Do this —
Rewrite the records below, changing every "single pin" to "single point" and leaving everything else untouched.

........

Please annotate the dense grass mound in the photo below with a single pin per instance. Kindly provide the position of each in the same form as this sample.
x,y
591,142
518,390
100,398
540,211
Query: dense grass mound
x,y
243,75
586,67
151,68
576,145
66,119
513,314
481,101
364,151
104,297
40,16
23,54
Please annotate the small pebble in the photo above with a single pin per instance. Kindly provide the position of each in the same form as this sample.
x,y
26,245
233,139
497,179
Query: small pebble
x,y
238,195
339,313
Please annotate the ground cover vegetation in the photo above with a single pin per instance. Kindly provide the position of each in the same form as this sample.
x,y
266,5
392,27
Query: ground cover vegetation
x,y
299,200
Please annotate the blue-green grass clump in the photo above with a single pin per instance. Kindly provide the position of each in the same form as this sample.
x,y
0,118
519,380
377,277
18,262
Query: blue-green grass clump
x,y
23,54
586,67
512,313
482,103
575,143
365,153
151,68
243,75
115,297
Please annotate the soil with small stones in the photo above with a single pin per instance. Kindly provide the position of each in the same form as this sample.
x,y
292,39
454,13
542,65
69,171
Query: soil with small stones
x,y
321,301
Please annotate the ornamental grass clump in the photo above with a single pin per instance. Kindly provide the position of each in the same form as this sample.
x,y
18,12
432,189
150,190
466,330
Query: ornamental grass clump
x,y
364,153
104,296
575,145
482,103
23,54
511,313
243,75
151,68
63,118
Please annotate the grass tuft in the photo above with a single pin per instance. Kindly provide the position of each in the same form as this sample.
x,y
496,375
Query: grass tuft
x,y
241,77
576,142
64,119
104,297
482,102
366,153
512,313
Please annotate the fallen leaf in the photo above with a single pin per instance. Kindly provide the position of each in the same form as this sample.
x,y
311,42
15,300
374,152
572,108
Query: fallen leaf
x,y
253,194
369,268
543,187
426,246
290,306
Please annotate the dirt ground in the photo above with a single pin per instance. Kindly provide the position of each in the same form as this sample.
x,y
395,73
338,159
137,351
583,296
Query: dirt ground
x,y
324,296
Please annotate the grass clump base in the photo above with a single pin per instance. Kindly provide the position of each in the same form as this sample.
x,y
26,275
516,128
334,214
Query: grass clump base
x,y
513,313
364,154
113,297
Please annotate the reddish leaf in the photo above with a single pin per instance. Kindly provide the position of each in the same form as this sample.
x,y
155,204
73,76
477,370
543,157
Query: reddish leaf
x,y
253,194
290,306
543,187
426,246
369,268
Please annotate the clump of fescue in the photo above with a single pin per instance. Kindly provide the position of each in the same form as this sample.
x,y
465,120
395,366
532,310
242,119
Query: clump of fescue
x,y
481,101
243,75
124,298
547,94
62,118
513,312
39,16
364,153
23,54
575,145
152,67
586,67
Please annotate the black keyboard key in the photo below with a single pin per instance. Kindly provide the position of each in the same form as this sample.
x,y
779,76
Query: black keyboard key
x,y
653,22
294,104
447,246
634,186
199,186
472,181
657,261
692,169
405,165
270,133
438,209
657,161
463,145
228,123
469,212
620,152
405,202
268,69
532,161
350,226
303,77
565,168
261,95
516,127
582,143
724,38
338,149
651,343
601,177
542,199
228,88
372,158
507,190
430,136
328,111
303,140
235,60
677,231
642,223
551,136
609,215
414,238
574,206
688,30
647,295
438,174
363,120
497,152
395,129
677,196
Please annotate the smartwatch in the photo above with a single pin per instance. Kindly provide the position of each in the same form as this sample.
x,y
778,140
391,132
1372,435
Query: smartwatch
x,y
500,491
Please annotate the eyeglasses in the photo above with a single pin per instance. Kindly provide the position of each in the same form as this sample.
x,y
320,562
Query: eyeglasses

........

Exercise answer —
Please annotate the dense grass mound in the photo below with a single point per instance. Kindly provide the position of each in the same form as this sample.
x,y
591,142
518,390
100,398
540,211
Query: dense grass mound
x,y
243,75
586,67
151,68
576,145
66,119
513,314
481,101
364,151
104,297
40,16
23,54
Please annotate the small pebble in the photo above with a single point per instance. Kindly provide the position of each in the same form as this sample.
x,y
26,245
233,139
497,179
Query: small pebble
x,y
238,195
339,313
Please annotate the ground cover vegetation in the photo above with a single point per instance. Kindly provide the position of each in the same form as this sample.
x,y
266,5
392,27
Query: ground cover vegetation
x,y
299,200
Please annotate the blue-green grass clump in the photo above with a single point per instance. Kindly provide the position of each in the same form as this sample.
x,y
0,118
519,380
377,277
18,262
Query: blue-green grass clump
x,y
23,54
586,67
512,313
482,103
575,143
365,153
151,68
243,75
115,297
Please annotate the soil with small stones in the photo above with a single point per instance. Kindly provide the position of each in the same form as this sample.
x,y
292,39
454,13
542,65
69,171
Query: soil with small stones
x,y
321,301
Please annotate the ornamental grass clump in the photo above with a single point per instance. Kindly provide the position of each in the same form as this sample.
x,y
18,12
432,189
150,190
466,330
Query: ornamental grass clump
x,y
364,153
104,296
575,145
482,103
23,54
511,313
243,75
151,68
63,118
Please annotate the grass tuft in the photo above with a single point per instance. Kindly provide the position of each in the same form as this sample.
x,y
496,375
Query: grass tuft
x,y
241,77
576,142
64,119
104,297
482,102
366,153
512,313
Please annotate the fallen leaf in the photo above with a single point per instance. Kindly provide the position of each in the same form as this sample.
x,y
311,42
15,300
374,152
572,108
Query: fallen leaf
x,y
253,194
369,268
543,187
426,246
290,306
Please annotate the dirt ground in the photo above with a single point per instance. Kindly provide the position of each in the same form as this sample.
x,y
395,73
338,159
137,351
583,296
Query: dirt ground
x,y
324,296
Please annotate the grass clump base in the photo above with a single point per instance. Kindly provide the position of each in the same form as this sample.
x,y
26,275
516,128
334,214
Query: grass clump base
x,y
513,313
364,154
113,297
Please annotate the reddish leaf in the photo above with a single point per instance. Kindly provide the position of each in the same form as this sample.
x,y
155,204
73,76
477,370
543,157
Query: reddish leaf
x,y
253,194
290,306
543,187
426,246
369,268
Please annotate the clump of fescue in the photo above with a single point per instance. Kindly provide the position of each in the same form as this sample.
x,y
465,120
395,366
532,310
242,119
Query: clump of fescue
x,y
481,101
243,75
124,298
547,94
62,118
513,312
39,16
364,153
23,54
575,145
152,67
586,67
Please annotate the black keyboard key in the photo below with a single point per instance. Kindly provide the position of each in the same form as this sample.
x,y
779,76
Query: black keyboard key
x,y
653,22
294,104
447,246
634,186
199,186
472,181
657,261
692,169
405,165
270,133
438,209
657,161
463,145
228,123
469,212
620,152
405,202
268,69
532,161
350,226
303,77
565,168
261,95
516,127
582,143
724,38
338,149
651,343
601,177
542,199
228,88
372,158
507,190
430,136
328,111
303,140
235,60
677,231
642,223
551,136
609,215
414,238
574,206
688,30
647,295
438,174
363,120
497,152
395,129
677,196
Please annotate the smartwatch in the photo above with a single point per instance. Kindly provide the position of each in the same form as this sample.
x,y
778,140
391,132
1372,435
Query: smartwatch
x,y
500,491
Please annotate the eyeglasses in the photo above with a single point per instance. Kindly provide the position of each in the same form as this sample.
x,y
320,562
Query: eyeglasses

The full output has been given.